§ **GIVEN TEXT**
════════

Country Music Legend Tricia Yearwood and her sister Beth Bernard smile with their mom Gwen in this photo by Tift Regional Medical Center. Yearwood and Bernard will keynote the hospital’s Tree of Life Ceremony this year which is a fundraiser for the hospital’s oncology center and Hospice of Tiftarea.
TIFTON, Ga. -- Organizers of Tift Regional Medical Center's annual Tree of Life fundraiser have enlisted the help of country music legend Trisha Yearwood to keynote this year's event, officials say.
Yearwood and her sister, Tifton resident Beth Bernard, are slated to encourage donations and support for the hospital's Tree of Life program which benefits patients of both the TRMC Oncology Center and the Hospice of Tift Area.
For Yearwood and Bernard, hospice brought care and compassion in a time when their mother, Gwen, was nearing her end on this side of eternity last year after a bout with breast cancer.
"I really can't say enough about what they did for us," Bernard said. "When Trisha and I were moving mom from Oklahoma to Tifton, hospice had everything set up and ready for us when we walked in the door. We didn't have worry about anything. There's peace in that. There's a peace and comfort that comes with being able to focus on your loved one when the end is near."

════════

§ **RECORDS SUPPLIED**
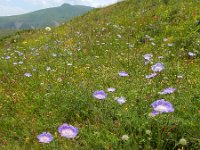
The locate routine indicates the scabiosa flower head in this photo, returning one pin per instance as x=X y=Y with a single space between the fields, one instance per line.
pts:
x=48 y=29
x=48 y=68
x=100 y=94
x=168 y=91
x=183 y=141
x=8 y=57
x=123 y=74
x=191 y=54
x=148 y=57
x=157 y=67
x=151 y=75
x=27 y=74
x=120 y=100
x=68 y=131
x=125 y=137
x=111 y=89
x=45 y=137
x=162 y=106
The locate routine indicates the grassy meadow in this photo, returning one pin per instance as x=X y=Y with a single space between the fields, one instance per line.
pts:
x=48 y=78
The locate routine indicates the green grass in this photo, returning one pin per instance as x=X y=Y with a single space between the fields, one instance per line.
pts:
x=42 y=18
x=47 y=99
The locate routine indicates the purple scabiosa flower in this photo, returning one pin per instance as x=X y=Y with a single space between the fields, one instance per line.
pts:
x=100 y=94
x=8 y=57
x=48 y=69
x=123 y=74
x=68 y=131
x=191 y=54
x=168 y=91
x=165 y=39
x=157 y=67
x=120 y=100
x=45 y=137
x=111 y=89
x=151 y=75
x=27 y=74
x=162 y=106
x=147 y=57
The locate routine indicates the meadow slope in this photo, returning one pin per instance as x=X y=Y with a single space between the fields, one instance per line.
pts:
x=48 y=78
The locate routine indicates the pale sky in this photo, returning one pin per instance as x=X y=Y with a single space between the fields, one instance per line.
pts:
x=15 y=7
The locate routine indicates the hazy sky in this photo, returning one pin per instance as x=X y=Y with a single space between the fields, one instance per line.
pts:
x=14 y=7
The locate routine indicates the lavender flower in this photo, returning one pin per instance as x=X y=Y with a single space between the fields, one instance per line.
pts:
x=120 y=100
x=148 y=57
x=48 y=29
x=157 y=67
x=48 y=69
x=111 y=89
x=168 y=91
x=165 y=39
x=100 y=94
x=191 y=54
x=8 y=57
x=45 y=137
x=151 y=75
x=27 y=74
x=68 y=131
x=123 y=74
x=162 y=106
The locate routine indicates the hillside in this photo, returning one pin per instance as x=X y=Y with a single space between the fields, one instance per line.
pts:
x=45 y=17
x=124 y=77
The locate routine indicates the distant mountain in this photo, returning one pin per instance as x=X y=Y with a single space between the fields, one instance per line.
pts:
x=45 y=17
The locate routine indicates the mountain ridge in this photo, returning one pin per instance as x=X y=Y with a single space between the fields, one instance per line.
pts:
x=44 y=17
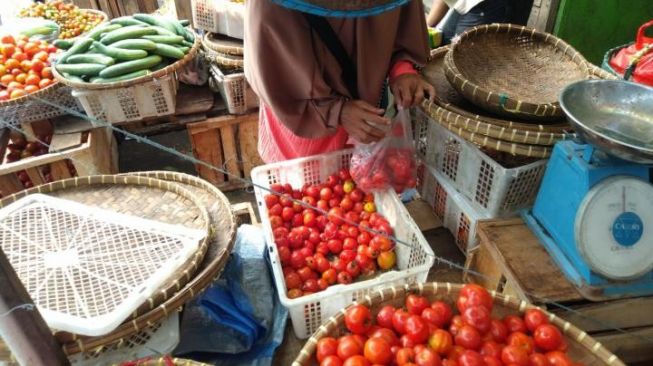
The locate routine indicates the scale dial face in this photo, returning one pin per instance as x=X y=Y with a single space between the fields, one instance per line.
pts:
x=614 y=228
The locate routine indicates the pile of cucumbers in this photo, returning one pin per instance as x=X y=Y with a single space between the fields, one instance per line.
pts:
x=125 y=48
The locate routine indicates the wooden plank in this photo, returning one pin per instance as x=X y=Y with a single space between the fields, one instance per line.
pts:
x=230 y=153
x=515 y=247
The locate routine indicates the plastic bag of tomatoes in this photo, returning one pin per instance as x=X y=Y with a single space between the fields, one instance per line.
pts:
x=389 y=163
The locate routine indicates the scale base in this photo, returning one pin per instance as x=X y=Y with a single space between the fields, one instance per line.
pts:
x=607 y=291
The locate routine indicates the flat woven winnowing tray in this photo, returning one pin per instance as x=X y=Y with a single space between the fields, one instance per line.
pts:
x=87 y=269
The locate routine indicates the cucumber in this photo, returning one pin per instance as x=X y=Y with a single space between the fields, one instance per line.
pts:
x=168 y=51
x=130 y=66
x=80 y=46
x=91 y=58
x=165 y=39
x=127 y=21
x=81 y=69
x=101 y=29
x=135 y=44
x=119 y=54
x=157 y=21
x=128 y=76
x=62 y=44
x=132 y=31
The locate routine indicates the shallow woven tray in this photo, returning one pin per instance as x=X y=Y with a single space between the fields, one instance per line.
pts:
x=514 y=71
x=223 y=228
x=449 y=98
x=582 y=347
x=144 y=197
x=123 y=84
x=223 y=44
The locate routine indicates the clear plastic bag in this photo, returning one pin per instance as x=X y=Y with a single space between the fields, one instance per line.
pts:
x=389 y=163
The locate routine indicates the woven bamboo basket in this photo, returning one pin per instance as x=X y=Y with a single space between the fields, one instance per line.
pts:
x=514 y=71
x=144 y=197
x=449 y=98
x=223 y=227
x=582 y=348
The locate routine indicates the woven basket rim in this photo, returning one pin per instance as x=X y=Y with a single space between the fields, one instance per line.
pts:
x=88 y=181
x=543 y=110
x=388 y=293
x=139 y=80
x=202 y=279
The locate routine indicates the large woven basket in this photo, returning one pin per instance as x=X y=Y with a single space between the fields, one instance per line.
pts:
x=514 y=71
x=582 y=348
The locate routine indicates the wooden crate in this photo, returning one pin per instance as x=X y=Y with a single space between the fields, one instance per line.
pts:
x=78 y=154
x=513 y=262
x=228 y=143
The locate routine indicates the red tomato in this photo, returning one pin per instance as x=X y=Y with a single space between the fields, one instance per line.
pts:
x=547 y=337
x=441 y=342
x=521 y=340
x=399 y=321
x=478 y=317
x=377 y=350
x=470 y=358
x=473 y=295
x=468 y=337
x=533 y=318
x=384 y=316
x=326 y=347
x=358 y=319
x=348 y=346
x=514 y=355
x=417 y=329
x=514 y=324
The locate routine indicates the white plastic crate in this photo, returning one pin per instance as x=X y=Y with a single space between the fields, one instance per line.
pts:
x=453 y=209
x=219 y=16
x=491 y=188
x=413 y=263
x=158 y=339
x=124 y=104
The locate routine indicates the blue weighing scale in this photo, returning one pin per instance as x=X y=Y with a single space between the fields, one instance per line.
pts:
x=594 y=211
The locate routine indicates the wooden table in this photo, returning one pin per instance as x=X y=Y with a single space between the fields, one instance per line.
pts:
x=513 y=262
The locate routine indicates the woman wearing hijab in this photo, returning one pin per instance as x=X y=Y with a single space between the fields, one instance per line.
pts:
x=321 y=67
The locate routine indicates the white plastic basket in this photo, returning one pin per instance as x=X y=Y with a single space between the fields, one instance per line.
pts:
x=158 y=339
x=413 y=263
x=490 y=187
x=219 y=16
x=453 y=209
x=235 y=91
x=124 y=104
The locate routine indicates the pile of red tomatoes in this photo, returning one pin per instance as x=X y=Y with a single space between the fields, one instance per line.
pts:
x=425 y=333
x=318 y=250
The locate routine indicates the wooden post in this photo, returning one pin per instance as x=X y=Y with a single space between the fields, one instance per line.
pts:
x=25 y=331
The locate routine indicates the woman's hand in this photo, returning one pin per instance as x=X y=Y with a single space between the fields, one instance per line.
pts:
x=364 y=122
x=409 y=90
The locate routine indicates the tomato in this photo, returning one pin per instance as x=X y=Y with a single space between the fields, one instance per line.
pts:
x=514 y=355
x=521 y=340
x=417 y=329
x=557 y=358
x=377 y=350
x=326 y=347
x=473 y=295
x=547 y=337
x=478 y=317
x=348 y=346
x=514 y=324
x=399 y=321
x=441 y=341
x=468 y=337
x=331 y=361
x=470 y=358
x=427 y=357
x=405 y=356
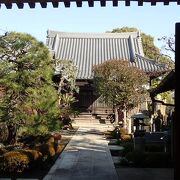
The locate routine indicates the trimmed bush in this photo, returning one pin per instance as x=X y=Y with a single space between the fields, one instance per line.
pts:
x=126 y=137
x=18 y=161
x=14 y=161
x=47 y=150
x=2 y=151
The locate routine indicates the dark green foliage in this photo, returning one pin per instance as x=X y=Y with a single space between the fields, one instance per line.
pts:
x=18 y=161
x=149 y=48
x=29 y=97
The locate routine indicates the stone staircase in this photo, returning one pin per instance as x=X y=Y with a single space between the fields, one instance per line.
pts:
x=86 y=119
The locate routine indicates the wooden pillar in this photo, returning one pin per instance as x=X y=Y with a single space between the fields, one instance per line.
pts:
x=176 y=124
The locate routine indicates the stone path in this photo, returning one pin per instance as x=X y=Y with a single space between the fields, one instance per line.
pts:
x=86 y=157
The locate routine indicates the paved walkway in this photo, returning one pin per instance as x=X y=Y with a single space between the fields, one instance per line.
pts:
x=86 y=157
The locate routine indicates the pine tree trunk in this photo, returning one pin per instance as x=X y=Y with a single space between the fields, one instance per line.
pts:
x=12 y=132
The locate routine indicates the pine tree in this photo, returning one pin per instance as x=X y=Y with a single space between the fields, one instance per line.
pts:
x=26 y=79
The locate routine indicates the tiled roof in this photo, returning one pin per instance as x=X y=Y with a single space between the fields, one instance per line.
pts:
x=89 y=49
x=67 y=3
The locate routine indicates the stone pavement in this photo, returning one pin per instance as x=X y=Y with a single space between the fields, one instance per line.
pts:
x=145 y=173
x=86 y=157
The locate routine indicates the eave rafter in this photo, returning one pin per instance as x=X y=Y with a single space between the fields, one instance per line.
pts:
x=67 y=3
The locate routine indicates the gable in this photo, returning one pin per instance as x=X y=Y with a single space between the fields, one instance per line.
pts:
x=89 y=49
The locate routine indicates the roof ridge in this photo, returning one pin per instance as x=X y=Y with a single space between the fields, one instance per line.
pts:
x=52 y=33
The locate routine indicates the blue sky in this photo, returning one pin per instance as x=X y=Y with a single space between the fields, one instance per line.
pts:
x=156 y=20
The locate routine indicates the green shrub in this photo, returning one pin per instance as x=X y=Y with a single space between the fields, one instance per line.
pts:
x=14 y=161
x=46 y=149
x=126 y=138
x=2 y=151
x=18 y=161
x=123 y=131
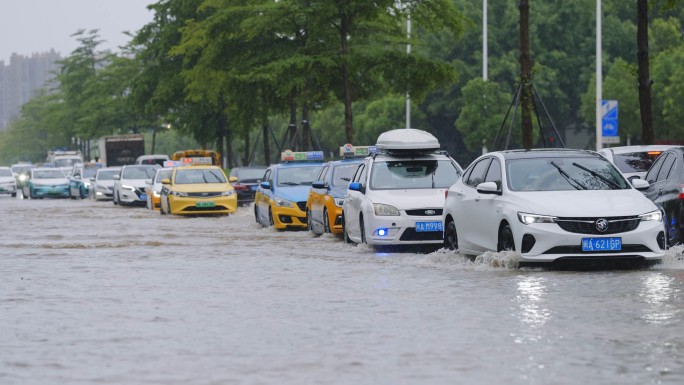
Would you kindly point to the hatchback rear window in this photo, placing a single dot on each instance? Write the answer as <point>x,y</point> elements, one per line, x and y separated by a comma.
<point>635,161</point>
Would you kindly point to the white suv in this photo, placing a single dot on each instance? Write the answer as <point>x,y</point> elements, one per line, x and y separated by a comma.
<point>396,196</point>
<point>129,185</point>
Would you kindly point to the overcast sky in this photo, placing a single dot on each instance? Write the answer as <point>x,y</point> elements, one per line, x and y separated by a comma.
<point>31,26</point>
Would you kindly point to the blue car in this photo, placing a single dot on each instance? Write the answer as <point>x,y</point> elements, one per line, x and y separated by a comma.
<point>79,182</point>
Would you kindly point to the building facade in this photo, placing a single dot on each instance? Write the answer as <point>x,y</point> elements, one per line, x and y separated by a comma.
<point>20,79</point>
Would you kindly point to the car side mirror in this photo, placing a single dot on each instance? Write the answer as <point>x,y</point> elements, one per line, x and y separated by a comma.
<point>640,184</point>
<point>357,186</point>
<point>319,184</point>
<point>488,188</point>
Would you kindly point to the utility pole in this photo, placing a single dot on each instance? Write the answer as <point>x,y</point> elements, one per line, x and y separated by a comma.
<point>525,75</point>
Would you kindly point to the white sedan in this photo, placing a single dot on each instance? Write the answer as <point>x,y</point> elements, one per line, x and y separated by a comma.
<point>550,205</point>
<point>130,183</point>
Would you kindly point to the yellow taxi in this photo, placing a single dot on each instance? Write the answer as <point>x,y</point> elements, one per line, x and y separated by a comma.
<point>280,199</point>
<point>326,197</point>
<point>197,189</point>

════════

§ **QUESTIONS ON THE MATERIAL**
• A. Answer these from the news article on the Tree of Life fundraiser:
(i) Patients of which two facilities benefit from the Tree of Life program?
(ii) In which town does Beth Bernard live?
(iii) From which state did the sisters move their mother?
• B. Carry on the news article about the Tree of Life fundraiser from its final sentence.
The listing has nothing to do with the exercise.

§ **RESULTS**
• A.
(i) The TRMC Oncology Center and the Hospice of Tift Area
(ii) Tifton
(iii) Oklahoma

• B.
Bernard said that they really had no idea the care that the people of hospice were able to provide, not only to their mother, but to their family as well.
"We had a vague idea about what hospice did, that they would come in and help mom and make sure she was comfortable and things like that, but I don't think we really had any idea about the ministry they would provide to us; how they would help us with the grieving process," Bernard says. "Even after she died we'd get follow-up calls offering advice and help for dealing with the loss."
Bernard says the hospice program is one that is free to those who need it which is why she and her sister are lending their names to help support it.
"Hospice is truly a gift for those in need. But like anything else it takes money and time to provide it free of charge," Bernard said. "And we hope that we can show people how important their services are and that people, in turn, will give because you never plan to use their services. When you need them, they're just there."
Patrons can support the program by purchasing lights in memory of a lost loved one or through direct donations the TRMC's Outreach and Development Department or at tiftregional.com through the end of December.
"The Tree of Life provides much needed aid to cancer, hospice or seriously-ill patients who are feeling financial pressures while undergoing treatment or care," said Christie Moore, director of Hospice of Tift Area. "The fund helps to pay for utility bills, groceries or special comforts."
While a solemn occasion, this year's Tree of Life ceremony will also be a celebration of life and a recognition of the holiday season, officials say.
"Tree of Life is a reflective event, but we also wanted it to be a celebration," Stacey Beckham, event coordinator, said. "We'll remember those we've loved and lost, honor those still with us and celebrate the joy of life."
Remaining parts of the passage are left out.